Stored data entries
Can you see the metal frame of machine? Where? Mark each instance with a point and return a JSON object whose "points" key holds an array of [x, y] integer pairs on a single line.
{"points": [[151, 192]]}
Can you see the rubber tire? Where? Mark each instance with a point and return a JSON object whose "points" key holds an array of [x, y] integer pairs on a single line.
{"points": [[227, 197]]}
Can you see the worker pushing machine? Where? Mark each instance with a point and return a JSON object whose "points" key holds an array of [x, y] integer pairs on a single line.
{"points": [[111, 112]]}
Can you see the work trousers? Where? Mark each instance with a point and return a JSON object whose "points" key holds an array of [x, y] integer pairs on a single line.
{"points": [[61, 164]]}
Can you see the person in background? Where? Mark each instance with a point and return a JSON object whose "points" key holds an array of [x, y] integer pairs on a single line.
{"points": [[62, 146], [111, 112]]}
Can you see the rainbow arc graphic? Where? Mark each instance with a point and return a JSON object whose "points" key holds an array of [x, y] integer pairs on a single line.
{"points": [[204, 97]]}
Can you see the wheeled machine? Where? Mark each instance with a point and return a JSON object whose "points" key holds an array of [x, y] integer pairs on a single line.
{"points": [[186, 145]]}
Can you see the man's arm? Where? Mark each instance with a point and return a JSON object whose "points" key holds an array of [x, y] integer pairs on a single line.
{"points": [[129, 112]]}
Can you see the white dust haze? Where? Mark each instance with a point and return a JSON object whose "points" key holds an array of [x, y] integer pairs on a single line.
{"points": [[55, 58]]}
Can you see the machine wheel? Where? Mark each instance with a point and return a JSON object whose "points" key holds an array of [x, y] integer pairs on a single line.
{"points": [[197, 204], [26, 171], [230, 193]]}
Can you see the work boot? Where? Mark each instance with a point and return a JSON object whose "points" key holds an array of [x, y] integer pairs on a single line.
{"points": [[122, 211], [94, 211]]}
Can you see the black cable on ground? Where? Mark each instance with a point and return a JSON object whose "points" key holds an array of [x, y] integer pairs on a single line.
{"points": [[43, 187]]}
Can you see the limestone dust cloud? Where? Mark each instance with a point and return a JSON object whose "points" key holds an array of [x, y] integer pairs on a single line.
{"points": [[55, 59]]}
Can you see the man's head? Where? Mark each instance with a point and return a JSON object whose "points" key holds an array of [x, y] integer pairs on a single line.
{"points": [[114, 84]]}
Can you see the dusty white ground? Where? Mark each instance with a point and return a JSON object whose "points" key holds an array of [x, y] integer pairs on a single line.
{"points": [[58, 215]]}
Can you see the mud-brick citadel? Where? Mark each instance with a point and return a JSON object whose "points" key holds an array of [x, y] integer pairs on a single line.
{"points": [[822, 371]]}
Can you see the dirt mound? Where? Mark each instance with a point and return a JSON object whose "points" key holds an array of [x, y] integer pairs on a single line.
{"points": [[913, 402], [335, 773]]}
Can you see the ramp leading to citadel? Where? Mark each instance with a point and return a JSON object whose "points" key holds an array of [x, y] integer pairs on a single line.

| Task |
Only the lines from the one containing "Can you see the mud-brick" through the last line of the records belong in the answer, each written out exactly.

| Answer box |
Can you see the mud-brick citadel? Where? Mark each instance with a point and return a JSON object whose "points" key holds an array of [x, y] integer pairs on a single line.
{"points": [[822, 371]]}
Can you see the dirt mound? Where? Mark each instance with a point and return a JSON object whose "points" key holds an array of [x, y] integer pairs on a single line.
{"points": [[913, 402], [335, 773]]}
Can you see the ramp leading to citadel? Where? Mark each instance with a point and return a JSON object whose "points" key holds an array of [x, y] integer pairs on a single line.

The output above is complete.